►

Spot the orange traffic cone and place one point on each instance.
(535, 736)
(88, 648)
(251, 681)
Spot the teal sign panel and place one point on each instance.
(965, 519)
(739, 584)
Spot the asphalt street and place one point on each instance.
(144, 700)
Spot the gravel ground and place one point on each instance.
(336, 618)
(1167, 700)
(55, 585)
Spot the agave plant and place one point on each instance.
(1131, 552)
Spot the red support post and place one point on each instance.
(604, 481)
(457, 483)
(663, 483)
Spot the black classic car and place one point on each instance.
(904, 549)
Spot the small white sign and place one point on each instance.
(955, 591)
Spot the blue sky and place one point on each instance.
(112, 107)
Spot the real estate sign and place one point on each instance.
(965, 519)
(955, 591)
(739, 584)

◄

Cosa si chiede | Riscrivi tutti i record sostituendo "Spot" con "Locate" e lasciando invariato tutto il resto.

Risposta scritta |
Locate the orange traffic cone and place one point on each instance.
(535, 736)
(88, 648)
(251, 681)
Locate the teal sign panel and place one point on each instance.
(965, 519)
(739, 584)
Locate the asphalt street and place one point on each instance.
(144, 700)
Locate the gravel ground and place one point on each instance.
(336, 618)
(1167, 700)
(55, 585)
Locate the agave plant and place one point on each instance.
(1131, 552)
Locate the red support post and place one point on each instance.
(604, 481)
(457, 483)
(663, 483)
Locate the black classic car and place one point on each instance.
(904, 549)
Locate the small white sign and place one point on each instance.
(955, 591)
Locate the blue sky and place one point on each instance.
(112, 107)
Locate the real estate sign and place one point on each instance.
(965, 519)
(955, 591)
(739, 584)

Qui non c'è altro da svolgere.